(Dataset excerpt)
— Begin —

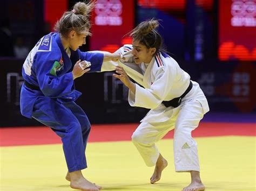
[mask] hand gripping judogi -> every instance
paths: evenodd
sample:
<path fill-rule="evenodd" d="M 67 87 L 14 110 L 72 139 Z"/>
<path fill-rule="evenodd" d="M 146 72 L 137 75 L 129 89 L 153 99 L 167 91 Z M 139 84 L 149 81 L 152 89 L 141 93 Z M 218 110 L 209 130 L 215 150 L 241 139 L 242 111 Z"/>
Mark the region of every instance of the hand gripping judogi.
<path fill-rule="evenodd" d="M 118 64 L 138 84 L 135 94 L 129 91 L 129 102 L 151 109 L 133 132 L 133 143 L 146 165 L 154 166 L 159 155 L 155 143 L 174 129 L 176 171 L 199 171 L 197 143 L 191 132 L 209 111 L 204 93 L 169 55 L 160 52 L 149 64 L 136 65 L 132 48 L 125 45 L 118 51 L 122 58 Z"/>
<path fill-rule="evenodd" d="M 21 93 L 22 114 L 50 127 L 62 138 L 69 172 L 86 168 L 85 151 L 90 124 L 74 101 L 82 94 L 75 89 L 72 66 L 79 60 L 91 63 L 90 72 L 101 70 L 102 53 L 64 49 L 58 33 L 37 43 L 25 61 Z"/>

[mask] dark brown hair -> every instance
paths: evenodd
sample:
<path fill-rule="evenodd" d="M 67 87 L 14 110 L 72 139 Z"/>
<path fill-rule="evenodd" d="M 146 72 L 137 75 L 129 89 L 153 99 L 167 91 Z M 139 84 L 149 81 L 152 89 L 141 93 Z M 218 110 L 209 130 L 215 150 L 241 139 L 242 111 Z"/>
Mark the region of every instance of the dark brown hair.
<path fill-rule="evenodd" d="M 95 5 L 95 1 L 89 3 L 76 3 L 72 10 L 65 12 L 57 22 L 54 27 L 55 30 L 66 37 L 72 30 L 80 34 L 86 30 L 89 30 L 91 27 L 90 13 Z M 91 33 L 89 32 L 88 35 L 91 35 Z"/>
<path fill-rule="evenodd" d="M 140 23 L 130 33 L 133 40 L 138 41 L 147 48 L 156 48 L 155 54 L 161 49 L 163 39 L 156 31 L 159 25 L 158 20 L 152 19 Z"/>

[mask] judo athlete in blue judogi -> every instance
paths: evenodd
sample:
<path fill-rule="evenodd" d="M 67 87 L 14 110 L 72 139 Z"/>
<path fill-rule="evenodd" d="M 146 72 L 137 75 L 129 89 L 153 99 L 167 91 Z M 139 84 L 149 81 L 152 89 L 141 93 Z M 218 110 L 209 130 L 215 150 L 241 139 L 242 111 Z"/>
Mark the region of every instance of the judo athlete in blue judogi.
<path fill-rule="evenodd" d="M 61 137 L 69 171 L 66 179 L 72 188 L 86 190 L 101 187 L 85 179 L 80 171 L 87 167 L 85 151 L 91 127 L 86 115 L 75 102 L 82 94 L 75 89 L 74 80 L 89 70 L 102 71 L 104 61 L 119 57 L 118 54 L 78 49 L 90 34 L 87 13 L 92 6 L 77 3 L 56 24 L 58 32 L 38 41 L 24 63 L 21 93 L 22 114 L 50 127 Z M 84 64 L 84 60 L 91 66 L 83 70 L 79 64 Z"/>

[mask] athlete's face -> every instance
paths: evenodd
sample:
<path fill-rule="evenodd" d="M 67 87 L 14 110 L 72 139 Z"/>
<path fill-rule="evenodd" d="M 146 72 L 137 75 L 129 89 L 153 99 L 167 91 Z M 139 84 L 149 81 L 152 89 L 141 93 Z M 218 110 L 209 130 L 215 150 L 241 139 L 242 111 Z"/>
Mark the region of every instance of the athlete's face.
<path fill-rule="evenodd" d="M 150 62 L 156 52 L 156 48 L 147 48 L 146 46 L 136 40 L 132 41 L 132 54 L 134 57 L 136 63 Z"/>
<path fill-rule="evenodd" d="M 69 36 L 69 47 L 73 51 L 76 51 L 79 46 L 85 45 L 86 38 L 88 34 L 88 31 L 80 34 L 78 34 L 75 31 L 70 32 Z"/>

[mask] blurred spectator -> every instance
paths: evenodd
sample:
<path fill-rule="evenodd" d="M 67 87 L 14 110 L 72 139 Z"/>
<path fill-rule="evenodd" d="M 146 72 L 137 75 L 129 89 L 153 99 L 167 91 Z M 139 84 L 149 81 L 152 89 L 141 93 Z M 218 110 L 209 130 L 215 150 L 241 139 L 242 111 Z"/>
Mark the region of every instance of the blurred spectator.
<path fill-rule="evenodd" d="M 14 56 L 14 41 L 8 19 L 1 19 L 0 21 L 0 56 Z"/>
<path fill-rule="evenodd" d="M 24 44 L 24 39 L 18 37 L 14 45 L 14 54 L 17 58 L 25 59 L 29 53 L 29 49 Z"/>

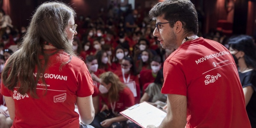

— End —

Required work: Put the lines above into a JSON list of strings, one string per line, leaving out the blank lines and the pictures.

Exercise answer:
[
  "[mask] hand gripping judogi -> every instance",
  "paths: evenodd",
  "sample:",
  "<path fill-rule=\"evenodd\" d=\"M 67 87 L 14 110 L 72 139 Z\"/>",
  "<path fill-rule=\"evenodd\" d=\"M 146 72 L 137 75 L 129 89 L 153 99 L 167 91 Z M 139 84 L 149 81 L 152 89 L 141 93 Z M 218 110 L 209 130 L 215 150 L 241 139 L 242 111 Z\"/>",
  "Mark the region of every instance of the hand gripping judogi.",
  "<path fill-rule=\"evenodd\" d=\"M 118 64 L 138 84 L 135 94 L 129 91 L 129 102 L 151 109 L 133 132 L 133 143 L 146 165 L 154 166 L 159 155 L 155 143 L 174 129 L 176 171 L 199 171 L 197 143 L 191 132 L 209 111 L 204 93 L 169 55 L 160 52 L 149 64 L 136 65 L 132 48 L 125 45 L 118 51 L 122 58 Z\"/>",
  "<path fill-rule=\"evenodd\" d=\"M 21 93 L 22 114 L 50 127 L 62 138 L 69 172 L 86 168 L 85 151 L 90 124 L 74 101 L 82 94 L 75 89 L 72 66 L 79 60 L 91 63 L 90 72 L 101 70 L 102 53 L 64 49 L 58 33 L 37 43 L 25 61 Z\"/>",
  "[mask] dark brown hair -> every instance",
  "paths: evenodd",
  "sample:",
  "<path fill-rule=\"evenodd\" d=\"M 67 87 L 14 110 L 72 139 Z\"/>",
  "<path fill-rule=\"evenodd\" d=\"M 146 72 L 137 75 L 129 89 L 153 99 L 167 91 Z M 139 84 L 149 81 L 152 89 L 141 93 Z M 218 110 L 209 130 L 215 150 L 241 139 L 242 111 Z\"/>",
  "Mark the region of every instance of the dark brown hair.",
  "<path fill-rule=\"evenodd\" d=\"M 95 5 L 95 1 L 89 3 L 76 3 L 72 10 L 65 12 L 57 22 L 54 27 L 55 30 L 66 37 L 72 30 L 80 34 L 86 30 L 89 30 L 91 27 L 90 13 Z M 91 33 L 89 32 L 88 35 L 91 35 Z\"/>",
  "<path fill-rule=\"evenodd\" d=\"M 140 23 L 130 33 L 133 40 L 138 41 L 147 48 L 156 48 L 155 54 L 161 49 L 163 39 L 156 31 L 159 25 L 158 20 L 152 19 Z\"/>",
  "[mask] judo athlete in blue judogi -> every instance",
  "paths: evenodd",
  "sample:",
  "<path fill-rule=\"evenodd\" d=\"M 67 87 L 14 110 L 72 139 Z\"/>",
  "<path fill-rule=\"evenodd\" d=\"M 146 72 L 137 75 L 129 89 L 153 99 L 167 91 Z M 139 84 L 149 81 L 152 89 L 141 93 Z M 218 110 L 209 130 L 215 150 L 241 139 L 242 111 Z\"/>",
  "Mark the region of every instance of the judo athlete in blue judogi.",
  "<path fill-rule=\"evenodd\" d=\"M 61 137 L 69 171 L 66 179 L 72 188 L 86 190 L 101 187 L 85 179 L 80 171 L 87 167 L 85 151 L 91 127 L 86 115 L 75 102 L 82 94 L 75 89 L 74 80 L 89 70 L 102 71 L 104 61 L 119 57 L 118 54 L 78 49 L 90 34 L 87 13 L 92 6 L 77 3 L 56 24 L 58 32 L 38 41 L 24 63 L 21 93 L 22 114 L 50 127 Z M 84 64 L 84 60 L 91 66 L 83 70 L 79 64 Z\"/>",
  "[mask] athlete's face -> every instance",
  "paths: evenodd",
  "sample:",
  "<path fill-rule=\"evenodd\" d=\"M 67 87 L 14 110 L 72 139 Z\"/>",
  "<path fill-rule=\"evenodd\" d=\"M 146 72 L 137 75 L 129 89 L 153 99 L 167 91 Z M 139 84 L 149 81 L 152 89 L 141 93 Z M 218 110 L 209 130 L 215 150 L 241 139 L 242 111 Z\"/>",
  "Mark the region of every instance of the athlete's face.",
  "<path fill-rule=\"evenodd\" d=\"M 150 62 L 156 52 L 156 48 L 147 48 L 146 46 L 136 40 L 132 41 L 132 54 L 134 57 L 136 63 Z\"/>",
  "<path fill-rule=\"evenodd\" d=\"M 69 36 L 69 47 L 73 51 L 76 51 L 79 46 L 85 45 L 86 38 L 88 34 L 88 31 L 80 34 L 78 34 L 75 31 L 70 32 Z\"/>",
  "[mask] blurred spectator -> every instance",
  "paths: evenodd",
  "sample:",
  "<path fill-rule=\"evenodd\" d=\"M 67 87 L 14 110 L 72 139 Z\"/>",
  "<path fill-rule=\"evenodd\" d=\"M 146 72 L 137 75 L 129 89 L 153 99 L 167 91 Z M 139 84 L 149 81 L 152 89 L 141 93 Z M 218 110 L 209 130 L 215 150 L 241 139 L 242 111 Z\"/>",
  "Mark the region of every instance of the blurred spectator.",
  "<path fill-rule=\"evenodd\" d=\"M 14 56 L 14 41 L 8 19 L 1 19 L 0 21 L 0 56 Z\"/>",
  "<path fill-rule=\"evenodd\" d=\"M 24 44 L 24 39 L 18 37 L 14 45 L 14 54 L 17 58 L 25 59 L 29 53 L 29 49 Z\"/>"
]